Excerpted text
_____
Screening and prevention efforts have played a role, especially in Minnesota. The male cancer death rate in Minnesota for the five-year period ending in 2017 was 179 per 100,000 people, compared with the U.S. rate of 189.3. The state's breast cancer death rate of 10.8 per 100,000 women was among the lowest in the nation.
National survey data showed that 73% of Minnesotans 50 and older were up to date on screenings for colon cancer, compared with a national screening rate of 67%. Flory said recent gains in colon cancer screenings have resulted in more polyps being found in patients' intestines before they reach cancerous stages.
"Everyone is looking for the silver bullet" that caused cancer deaths to drop, he said. "It's a little bit of everything."
National cancer experts urged caution in celebrating the results. Declines in the rates of death from breast and colorectal cancers have begun to taper off, likely due to the rising rate of obesity among Americans, as well as significant racial and geographic disparities in prevention and treatment programs. The decline in the rate of prostate cancer deaths has halted entirely.
Studies have found that obesity, unhealthy diets and a lack of physical activity are associated with metabolic and hormone abnormalities and with chronic inflammation, which may help explain the link to cancer. Controlling these factors could help jump-start declines in cancer incidence and mortality rates once again, said Timothy Rebbeck, an epidemiologist at Harvard University and the Dana-Farber Cancer Institute.
Still a killer
Cancer remains the second leading cause of death after heart disease in both men and women nationally. The American Cancer Society predicts that in 2020 there will be about 1,806,590 new cancer cases and 606,520 cancer deaths.
"We are still dealing with the effects of cigarette smoking from the 1960s and '70s in today's population," said Dr. Otis Brawley, an oncologist at Johns Hopkins University and former chief scientific officer at the American Cancer Society. Because there is a lag between exposure and cancer diagnosis, people who stopped smoking may develop lung cancer years later. But these rates should continue to decline, Brawley said.
_____
Work order A
Copy the part of the cancer death rates text that begins at the words "Studies have found" and ends after "Dana-Farber Cancer Institute.".
Work order B
Proceed with the cancer death rates text from its final sentence onward.

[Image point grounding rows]
_____
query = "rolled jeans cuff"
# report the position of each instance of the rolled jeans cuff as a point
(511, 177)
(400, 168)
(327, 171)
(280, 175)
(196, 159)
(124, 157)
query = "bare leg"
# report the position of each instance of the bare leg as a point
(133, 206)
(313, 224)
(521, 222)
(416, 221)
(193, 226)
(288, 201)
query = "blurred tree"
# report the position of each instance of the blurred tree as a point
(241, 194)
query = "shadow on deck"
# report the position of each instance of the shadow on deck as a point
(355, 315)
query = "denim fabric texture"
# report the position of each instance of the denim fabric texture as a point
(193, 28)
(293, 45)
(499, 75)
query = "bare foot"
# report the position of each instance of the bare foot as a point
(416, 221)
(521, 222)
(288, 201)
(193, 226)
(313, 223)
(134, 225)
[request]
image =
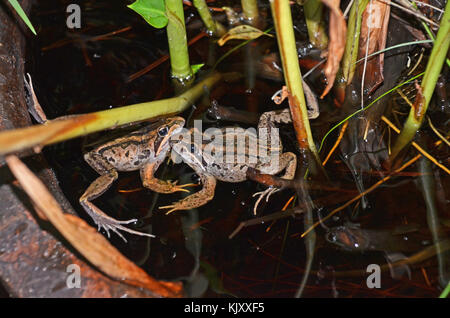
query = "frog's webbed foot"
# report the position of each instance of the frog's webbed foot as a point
(196, 199)
(98, 187)
(266, 193)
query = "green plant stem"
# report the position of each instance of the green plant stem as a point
(281, 13)
(316, 29)
(212, 26)
(75, 126)
(352, 42)
(250, 10)
(445, 292)
(429, 32)
(176, 36)
(15, 4)
(432, 71)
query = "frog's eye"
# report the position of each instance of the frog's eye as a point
(163, 131)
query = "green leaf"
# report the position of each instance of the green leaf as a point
(196, 67)
(22, 14)
(153, 11)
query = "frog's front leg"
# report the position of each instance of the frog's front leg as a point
(161, 186)
(197, 199)
(108, 174)
(287, 161)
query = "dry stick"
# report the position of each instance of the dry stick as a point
(86, 240)
(373, 187)
(341, 134)
(410, 162)
(437, 132)
(415, 145)
(79, 125)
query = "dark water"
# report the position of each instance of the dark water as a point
(266, 260)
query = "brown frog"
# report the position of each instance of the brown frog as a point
(210, 158)
(143, 150)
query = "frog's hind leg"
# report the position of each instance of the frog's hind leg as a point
(196, 199)
(108, 174)
(288, 162)
(161, 186)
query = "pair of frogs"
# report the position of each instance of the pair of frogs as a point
(147, 148)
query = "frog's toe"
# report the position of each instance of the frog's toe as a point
(263, 194)
(111, 224)
(181, 188)
(173, 207)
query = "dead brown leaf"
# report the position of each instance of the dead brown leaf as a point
(374, 27)
(91, 244)
(336, 45)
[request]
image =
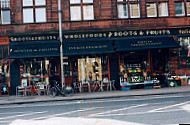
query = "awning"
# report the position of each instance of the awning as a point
(145, 43)
(34, 49)
(87, 47)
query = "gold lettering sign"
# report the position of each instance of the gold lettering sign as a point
(4, 40)
(145, 43)
(185, 31)
(88, 47)
(33, 38)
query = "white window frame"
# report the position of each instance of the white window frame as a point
(183, 10)
(34, 14)
(121, 14)
(138, 11)
(81, 4)
(167, 14)
(188, 2)
(5, 6)
(154, 11)
(2, 21)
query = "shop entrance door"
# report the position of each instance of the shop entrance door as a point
(135, 66)
(93, 69)
(160, 61)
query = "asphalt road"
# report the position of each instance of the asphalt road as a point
(157, 109)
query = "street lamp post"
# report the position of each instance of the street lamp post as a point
(61, 43)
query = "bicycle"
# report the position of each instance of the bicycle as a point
(57, 90)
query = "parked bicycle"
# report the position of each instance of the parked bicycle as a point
(56, 89)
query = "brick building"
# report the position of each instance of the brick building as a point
(121, 36)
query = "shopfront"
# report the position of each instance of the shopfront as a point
(135, 56)
(4, 66)
(35, 60)
(87, 61)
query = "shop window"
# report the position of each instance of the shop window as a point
(163, 9)
(151, 9)
(81, 10)
(34, 11)
(4, 71)
(179, 9)
(188, 8)
(184, 51)
(157, 8)
(132, 12)
(34, 71)
(134, 67)
(5, 12)
(93, 69)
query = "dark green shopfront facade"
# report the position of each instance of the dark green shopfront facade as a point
(36, 57)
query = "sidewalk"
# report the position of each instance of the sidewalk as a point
(5, 100)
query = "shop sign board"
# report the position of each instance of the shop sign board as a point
(4, 40)
(126, 34)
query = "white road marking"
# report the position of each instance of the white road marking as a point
(111, 111)
(65, 113)
(186, 107)
(139, 113)
(92, 101)
(11, 113)
(170, 106)
(26, 114)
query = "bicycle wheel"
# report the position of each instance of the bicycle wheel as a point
(53, 92)
(68, 91)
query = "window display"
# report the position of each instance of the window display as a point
(92, 69)
(184, 51)
(4, 71)
(34, 71)
(134, 67)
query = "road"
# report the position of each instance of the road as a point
(155, 109)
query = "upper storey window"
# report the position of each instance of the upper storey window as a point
(5, 12)
(155, 9)
(128, 8)
(179, 9)
(34, 11)
(81, 10)
(188, 8)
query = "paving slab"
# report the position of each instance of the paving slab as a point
(5, 100)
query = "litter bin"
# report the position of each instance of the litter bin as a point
(172, 83)
(184, 81)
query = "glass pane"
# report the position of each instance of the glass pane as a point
(125, 0)
(40, 2)
(89, 69)
(163, 9)
(74, 1)
(6, 17)
(28, 16)
(122, 11)
(151, 9)
(27, 2)
(75, 13)
(87, 1)
(179, 8)
(134, 10)
(88, 12)
(188, 8)
(5, 3)
(40, 15)
(121, 0)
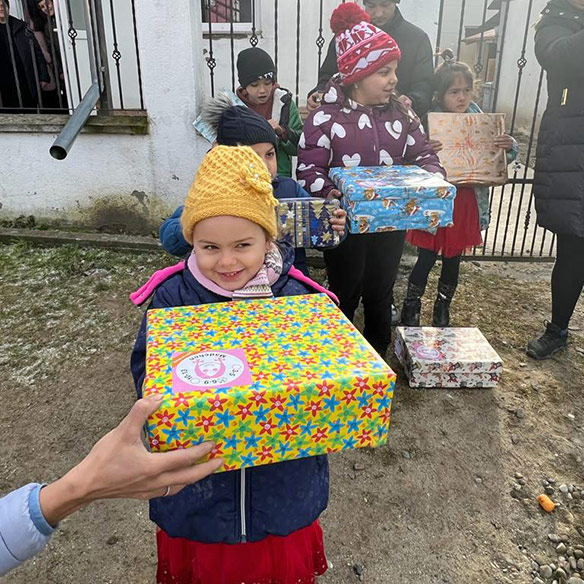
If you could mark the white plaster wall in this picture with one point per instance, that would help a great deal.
(518, 18)
(161, 164)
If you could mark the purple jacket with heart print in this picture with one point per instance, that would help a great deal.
(344, 133)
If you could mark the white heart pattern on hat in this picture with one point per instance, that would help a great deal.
(364, 122)
(338, 130)
(331, 95)
(385, 158)
(354, 160)
(394, 129)
(324, 142)
(317, 185)
(320, 118)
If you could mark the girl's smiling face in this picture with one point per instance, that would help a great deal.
(229, 250)
(458, 96)
(260, 90)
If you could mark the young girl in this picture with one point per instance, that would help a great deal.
(257, 525)
(454, 88)
(240, 126)
(260, 92)
(362, 123)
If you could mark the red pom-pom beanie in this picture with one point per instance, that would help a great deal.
(362, 48)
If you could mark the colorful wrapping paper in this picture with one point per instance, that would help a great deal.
(306, 222)
(447, 357)
(469, 153)
(367, 183)
(394, 198)
(266, 380)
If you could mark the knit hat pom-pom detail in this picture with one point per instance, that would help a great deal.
(346, 16)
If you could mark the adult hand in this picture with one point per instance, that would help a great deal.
(436, 145)
(504, 141)
(339, 221)
(314, 100)
(334, 194)
(119, 466)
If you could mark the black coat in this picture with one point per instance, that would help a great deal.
(31, 66)
(559, 176)
(415, 72)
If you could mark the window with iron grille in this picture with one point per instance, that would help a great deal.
_____
Exercise answer A
Studies have found that obesity, unhealthy diets and a lack of physical activity are associated with metabolic and hormone abnormalities and with chronic inflammation, which may help explain the link to cancer. Controlling these factors could help jump-start declines in cancer incidence and mortality rates once again, said Timothy Rebbeck, an epidemiologist at Harvard University and the Dana-Farber Cancer Institute.

Exercise answer B
Renewed progress in reducing mortality for breast and other cancers might require organizing and understanding the wealth of information coming from diagnostic and molecular tests, said Dr. Edward Greeno, chief of cancer care for M Health Fairview, based in Minneapolis.
Right now, testing is producing more genetic and molecular information than doctors can effectively analyze and use in treatment planning, he said. "It's not yet information overload, but you can see we're at the beginning of a really steep slope."
In some cases, doctors know of some genetic mutations causing cancers, but treating them one at a time might be ineffective compared to treating the combinations of them that are actually at work, he said.
Greeno said research also will help by producing more antibody therapies that either target tumors themselves or identify unhealthy cancer cells so that chemotherapy drugs can target them and spare healthy cells from their toxic effects.
"It's all of these not-very-sexy incremental improvements that we make" that are helping, he said. "And some of it frankly is learning not to use some things when we shouldn't, too."
The New York Times contributed to this report.